Provide only the number of lines below in which the string "small" occurs.

####

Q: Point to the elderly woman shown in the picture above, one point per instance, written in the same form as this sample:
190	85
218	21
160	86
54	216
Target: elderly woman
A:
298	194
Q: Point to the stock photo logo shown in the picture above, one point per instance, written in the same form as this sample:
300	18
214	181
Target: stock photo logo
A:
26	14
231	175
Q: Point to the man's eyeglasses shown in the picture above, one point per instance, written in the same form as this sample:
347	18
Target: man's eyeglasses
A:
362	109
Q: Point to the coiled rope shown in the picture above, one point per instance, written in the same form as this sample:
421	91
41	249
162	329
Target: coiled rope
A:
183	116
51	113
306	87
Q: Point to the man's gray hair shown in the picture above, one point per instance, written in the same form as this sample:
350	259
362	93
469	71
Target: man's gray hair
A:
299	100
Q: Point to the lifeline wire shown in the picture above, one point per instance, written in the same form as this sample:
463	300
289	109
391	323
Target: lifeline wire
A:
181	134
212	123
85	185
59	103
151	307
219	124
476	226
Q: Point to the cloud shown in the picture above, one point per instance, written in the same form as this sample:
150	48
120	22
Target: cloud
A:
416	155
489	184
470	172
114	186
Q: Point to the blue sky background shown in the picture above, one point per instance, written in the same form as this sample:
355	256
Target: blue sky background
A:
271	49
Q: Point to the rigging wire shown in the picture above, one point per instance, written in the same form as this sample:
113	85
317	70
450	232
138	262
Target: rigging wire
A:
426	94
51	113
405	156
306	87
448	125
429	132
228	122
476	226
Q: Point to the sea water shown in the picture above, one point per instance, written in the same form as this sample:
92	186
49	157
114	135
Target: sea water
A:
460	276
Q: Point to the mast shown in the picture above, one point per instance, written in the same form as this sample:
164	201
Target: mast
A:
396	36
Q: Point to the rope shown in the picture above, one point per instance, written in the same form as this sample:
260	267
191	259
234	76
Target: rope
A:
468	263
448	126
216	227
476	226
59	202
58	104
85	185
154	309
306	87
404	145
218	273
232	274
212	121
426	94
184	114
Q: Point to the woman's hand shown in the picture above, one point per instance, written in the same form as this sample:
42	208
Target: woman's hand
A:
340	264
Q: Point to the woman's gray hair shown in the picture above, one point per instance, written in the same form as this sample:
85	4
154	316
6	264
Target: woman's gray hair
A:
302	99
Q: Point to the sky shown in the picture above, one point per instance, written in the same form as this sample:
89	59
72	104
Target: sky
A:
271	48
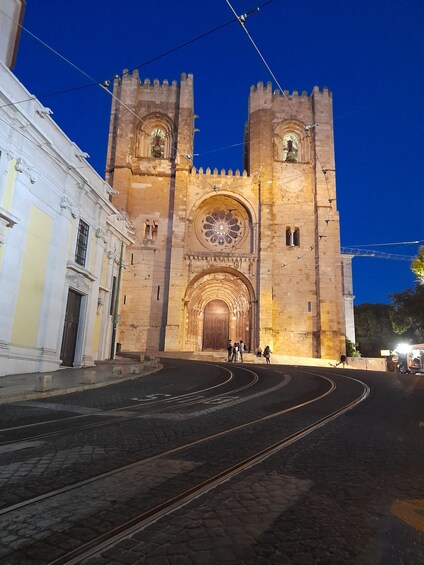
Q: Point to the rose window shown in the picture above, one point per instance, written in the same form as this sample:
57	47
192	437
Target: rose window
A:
221	228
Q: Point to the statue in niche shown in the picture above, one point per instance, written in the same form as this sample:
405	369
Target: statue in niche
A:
290	148
157	143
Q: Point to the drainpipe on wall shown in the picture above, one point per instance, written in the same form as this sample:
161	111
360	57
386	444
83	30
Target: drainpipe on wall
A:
116	317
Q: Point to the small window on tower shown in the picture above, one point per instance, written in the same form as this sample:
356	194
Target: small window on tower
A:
157	143
155	229
292	237
147	230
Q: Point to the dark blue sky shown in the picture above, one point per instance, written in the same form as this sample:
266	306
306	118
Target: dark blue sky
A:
369	53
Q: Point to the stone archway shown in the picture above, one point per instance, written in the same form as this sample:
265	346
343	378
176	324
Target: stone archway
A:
216	287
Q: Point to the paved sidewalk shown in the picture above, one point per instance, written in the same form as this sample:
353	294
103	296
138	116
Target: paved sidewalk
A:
40	385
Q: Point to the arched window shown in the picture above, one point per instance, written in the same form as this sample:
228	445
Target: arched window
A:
292	237
157	143
290	147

####

• Task answer
2